-- Start of Extracted information --

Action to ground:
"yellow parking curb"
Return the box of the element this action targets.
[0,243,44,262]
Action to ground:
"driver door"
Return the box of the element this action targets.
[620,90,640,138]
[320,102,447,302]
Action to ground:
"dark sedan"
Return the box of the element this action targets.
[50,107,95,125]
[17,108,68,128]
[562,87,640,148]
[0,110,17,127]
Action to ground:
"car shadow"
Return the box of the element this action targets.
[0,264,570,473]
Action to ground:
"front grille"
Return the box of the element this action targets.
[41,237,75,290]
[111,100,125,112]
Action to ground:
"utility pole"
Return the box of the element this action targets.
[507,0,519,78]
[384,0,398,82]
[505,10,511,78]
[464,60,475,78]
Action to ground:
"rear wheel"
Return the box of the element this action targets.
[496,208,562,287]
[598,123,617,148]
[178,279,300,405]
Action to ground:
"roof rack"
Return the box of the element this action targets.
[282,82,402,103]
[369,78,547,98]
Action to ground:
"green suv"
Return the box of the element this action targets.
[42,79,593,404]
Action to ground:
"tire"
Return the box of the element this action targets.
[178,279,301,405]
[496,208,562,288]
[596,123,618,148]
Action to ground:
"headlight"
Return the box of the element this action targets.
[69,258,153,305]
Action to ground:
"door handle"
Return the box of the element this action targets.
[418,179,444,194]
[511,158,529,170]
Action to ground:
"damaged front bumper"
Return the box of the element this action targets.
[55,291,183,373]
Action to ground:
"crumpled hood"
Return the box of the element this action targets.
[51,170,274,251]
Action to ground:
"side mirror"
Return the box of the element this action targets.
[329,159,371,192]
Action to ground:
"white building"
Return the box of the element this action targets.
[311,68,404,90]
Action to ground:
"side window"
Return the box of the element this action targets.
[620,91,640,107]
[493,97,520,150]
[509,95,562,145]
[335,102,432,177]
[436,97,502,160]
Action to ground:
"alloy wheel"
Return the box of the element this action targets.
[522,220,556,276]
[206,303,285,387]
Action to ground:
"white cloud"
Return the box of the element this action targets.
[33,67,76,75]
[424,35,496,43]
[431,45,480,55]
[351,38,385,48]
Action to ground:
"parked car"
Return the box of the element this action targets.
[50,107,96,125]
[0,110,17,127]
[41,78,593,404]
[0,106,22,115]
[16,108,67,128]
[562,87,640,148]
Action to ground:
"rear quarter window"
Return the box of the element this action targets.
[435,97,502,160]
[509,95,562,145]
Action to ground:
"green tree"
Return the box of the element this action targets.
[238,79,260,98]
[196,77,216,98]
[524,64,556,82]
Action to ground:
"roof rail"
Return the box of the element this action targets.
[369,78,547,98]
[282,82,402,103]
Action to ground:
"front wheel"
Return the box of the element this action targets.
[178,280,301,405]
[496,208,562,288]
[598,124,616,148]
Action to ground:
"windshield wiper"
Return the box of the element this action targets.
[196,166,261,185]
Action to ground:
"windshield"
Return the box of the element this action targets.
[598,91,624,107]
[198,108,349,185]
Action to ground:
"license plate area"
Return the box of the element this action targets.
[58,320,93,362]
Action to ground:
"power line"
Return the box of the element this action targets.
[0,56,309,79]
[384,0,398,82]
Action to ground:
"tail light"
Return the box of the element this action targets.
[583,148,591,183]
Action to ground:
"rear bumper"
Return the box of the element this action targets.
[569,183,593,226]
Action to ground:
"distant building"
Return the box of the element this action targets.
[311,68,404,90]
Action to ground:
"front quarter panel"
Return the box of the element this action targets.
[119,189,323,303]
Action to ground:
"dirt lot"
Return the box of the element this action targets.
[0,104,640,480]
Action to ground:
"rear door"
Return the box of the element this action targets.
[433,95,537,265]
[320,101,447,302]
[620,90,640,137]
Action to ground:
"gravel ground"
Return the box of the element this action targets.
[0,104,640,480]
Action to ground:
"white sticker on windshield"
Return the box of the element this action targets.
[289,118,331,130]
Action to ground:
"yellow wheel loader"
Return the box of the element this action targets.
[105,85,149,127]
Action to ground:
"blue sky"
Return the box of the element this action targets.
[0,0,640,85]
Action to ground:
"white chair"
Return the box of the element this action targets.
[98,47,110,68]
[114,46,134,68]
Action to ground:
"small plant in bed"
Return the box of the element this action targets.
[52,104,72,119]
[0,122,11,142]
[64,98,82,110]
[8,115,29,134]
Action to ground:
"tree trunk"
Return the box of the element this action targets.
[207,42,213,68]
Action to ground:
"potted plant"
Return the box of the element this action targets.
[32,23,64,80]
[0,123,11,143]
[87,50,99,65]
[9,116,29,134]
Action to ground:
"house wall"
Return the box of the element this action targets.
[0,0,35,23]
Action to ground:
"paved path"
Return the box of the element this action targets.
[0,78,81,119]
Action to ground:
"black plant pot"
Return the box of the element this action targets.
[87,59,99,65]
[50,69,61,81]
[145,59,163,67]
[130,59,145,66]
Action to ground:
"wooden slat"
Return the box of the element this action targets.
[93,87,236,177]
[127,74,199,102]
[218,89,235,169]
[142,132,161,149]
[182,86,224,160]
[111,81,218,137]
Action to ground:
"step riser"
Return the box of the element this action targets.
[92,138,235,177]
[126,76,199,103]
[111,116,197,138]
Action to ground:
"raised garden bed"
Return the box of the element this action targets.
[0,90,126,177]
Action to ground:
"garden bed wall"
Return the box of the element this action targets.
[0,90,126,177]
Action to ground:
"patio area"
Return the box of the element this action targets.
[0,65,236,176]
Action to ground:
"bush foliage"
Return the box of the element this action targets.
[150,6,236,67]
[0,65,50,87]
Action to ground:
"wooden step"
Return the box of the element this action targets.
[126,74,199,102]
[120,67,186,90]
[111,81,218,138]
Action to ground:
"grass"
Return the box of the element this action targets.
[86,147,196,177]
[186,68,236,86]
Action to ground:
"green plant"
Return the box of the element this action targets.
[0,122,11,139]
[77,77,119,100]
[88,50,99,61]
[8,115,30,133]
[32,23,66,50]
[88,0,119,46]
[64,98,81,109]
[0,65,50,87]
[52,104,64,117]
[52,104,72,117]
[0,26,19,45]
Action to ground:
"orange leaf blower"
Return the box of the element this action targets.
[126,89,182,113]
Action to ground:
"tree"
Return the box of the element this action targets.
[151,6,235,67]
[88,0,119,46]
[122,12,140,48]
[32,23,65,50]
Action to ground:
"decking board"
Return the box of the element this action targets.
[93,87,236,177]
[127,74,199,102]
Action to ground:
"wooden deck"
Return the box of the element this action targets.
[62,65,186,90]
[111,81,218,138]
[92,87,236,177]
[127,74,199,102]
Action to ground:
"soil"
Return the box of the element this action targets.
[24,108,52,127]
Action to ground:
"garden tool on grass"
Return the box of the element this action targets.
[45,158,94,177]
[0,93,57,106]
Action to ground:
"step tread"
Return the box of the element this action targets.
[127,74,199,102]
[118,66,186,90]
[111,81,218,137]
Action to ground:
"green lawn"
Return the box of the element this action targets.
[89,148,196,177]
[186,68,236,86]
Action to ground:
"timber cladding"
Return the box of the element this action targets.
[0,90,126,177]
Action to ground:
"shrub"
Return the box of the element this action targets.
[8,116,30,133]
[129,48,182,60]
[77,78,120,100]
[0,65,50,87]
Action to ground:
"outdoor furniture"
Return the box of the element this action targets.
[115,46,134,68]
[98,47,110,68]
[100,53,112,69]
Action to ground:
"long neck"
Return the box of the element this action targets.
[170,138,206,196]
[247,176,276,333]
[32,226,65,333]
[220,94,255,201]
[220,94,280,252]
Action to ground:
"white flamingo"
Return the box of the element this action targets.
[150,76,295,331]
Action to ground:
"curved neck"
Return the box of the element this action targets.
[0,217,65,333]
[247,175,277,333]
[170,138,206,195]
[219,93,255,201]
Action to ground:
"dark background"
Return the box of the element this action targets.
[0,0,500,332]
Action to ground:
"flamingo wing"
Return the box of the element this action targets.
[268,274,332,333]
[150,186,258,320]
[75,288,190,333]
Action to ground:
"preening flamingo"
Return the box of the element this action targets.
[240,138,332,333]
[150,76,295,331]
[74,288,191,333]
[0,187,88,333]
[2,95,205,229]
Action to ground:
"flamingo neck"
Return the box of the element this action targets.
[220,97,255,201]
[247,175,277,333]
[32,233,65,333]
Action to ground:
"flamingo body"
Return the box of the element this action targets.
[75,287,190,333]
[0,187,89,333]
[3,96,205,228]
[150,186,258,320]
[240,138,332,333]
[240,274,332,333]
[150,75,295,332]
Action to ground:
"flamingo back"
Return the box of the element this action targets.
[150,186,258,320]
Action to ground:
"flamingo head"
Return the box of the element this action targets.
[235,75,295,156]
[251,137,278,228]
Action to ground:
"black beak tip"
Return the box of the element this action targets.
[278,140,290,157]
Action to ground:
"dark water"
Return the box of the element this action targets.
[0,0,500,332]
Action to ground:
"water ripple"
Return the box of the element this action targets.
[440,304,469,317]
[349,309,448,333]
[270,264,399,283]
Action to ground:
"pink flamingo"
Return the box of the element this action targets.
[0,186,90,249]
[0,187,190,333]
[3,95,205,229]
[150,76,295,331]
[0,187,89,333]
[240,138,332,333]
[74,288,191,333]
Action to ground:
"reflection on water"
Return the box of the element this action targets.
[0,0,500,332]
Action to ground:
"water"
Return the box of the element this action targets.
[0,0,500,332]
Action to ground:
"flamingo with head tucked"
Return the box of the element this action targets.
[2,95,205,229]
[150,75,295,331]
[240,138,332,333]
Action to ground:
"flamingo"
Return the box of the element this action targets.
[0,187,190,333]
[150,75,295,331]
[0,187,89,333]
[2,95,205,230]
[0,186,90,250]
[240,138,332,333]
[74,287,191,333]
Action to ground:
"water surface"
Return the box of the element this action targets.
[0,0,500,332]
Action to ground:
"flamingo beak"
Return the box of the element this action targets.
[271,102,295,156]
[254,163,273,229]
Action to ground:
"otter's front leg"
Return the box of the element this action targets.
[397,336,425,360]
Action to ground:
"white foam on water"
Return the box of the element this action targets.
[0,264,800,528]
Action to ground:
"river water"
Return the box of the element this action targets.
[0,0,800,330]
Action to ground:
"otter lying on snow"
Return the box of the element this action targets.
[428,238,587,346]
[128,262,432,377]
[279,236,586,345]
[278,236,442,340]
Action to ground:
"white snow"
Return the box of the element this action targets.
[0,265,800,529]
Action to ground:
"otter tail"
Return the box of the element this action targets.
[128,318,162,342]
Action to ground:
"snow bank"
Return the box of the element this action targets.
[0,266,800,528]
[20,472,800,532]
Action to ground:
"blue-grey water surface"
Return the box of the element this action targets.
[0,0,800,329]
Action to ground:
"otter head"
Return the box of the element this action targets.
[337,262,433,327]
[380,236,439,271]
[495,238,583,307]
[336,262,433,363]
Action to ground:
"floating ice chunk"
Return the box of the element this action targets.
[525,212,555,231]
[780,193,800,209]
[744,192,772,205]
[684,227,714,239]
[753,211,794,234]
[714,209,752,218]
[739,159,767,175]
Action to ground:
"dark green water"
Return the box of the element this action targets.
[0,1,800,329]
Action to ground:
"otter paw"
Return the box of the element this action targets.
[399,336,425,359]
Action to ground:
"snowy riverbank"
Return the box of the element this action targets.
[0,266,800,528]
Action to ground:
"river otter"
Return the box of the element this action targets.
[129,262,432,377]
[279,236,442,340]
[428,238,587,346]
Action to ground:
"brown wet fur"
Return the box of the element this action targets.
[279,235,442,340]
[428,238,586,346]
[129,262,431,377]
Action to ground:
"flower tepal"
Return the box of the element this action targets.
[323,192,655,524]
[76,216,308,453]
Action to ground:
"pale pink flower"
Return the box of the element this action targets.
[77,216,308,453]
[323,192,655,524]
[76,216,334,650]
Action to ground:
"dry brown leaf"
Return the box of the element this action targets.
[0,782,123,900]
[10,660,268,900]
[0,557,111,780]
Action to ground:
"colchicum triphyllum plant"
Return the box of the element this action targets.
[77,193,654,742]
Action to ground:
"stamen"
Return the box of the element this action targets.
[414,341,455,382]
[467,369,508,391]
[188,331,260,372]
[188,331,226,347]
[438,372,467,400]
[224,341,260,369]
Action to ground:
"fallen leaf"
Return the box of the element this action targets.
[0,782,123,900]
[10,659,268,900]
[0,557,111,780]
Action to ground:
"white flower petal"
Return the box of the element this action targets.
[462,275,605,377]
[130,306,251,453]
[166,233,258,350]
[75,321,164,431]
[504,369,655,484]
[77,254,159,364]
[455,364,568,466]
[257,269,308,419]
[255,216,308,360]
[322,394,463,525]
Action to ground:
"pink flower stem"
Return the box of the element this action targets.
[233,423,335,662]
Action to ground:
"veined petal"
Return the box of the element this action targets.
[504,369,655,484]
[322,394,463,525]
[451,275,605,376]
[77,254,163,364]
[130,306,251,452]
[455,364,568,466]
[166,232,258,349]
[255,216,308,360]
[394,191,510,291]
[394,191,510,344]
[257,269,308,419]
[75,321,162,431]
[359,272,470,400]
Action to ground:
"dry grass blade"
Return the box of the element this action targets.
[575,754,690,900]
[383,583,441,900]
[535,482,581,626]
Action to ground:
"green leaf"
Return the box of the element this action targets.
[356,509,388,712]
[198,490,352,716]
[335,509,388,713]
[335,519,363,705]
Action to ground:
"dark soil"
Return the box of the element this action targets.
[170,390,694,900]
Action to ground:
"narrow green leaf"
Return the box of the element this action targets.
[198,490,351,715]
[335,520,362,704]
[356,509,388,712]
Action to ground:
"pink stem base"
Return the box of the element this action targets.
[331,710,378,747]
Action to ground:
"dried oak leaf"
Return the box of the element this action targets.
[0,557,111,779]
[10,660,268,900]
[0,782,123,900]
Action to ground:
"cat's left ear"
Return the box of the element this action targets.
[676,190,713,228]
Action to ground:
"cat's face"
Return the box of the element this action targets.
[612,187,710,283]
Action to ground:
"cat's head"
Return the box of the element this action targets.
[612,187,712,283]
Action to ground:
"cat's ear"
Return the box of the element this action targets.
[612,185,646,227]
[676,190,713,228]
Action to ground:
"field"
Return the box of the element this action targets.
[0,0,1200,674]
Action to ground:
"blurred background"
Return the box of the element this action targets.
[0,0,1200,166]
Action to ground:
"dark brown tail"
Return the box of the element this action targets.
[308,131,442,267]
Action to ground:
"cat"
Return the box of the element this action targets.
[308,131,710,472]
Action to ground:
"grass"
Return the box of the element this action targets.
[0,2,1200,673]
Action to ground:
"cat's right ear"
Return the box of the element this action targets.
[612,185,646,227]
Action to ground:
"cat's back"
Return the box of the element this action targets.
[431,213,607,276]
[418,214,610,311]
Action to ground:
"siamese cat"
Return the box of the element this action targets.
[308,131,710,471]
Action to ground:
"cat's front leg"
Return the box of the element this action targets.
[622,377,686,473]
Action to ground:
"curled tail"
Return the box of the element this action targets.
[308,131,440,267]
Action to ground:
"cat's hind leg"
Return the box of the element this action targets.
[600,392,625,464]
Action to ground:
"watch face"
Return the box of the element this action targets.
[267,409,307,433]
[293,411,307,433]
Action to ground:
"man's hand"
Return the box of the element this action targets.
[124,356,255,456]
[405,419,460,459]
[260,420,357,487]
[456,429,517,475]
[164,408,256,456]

-- End of Extracted information --

**Task instructions**
Pull out every line of the items above that contains the word "background".

**Response to this task**
"dark background"
"blurred background"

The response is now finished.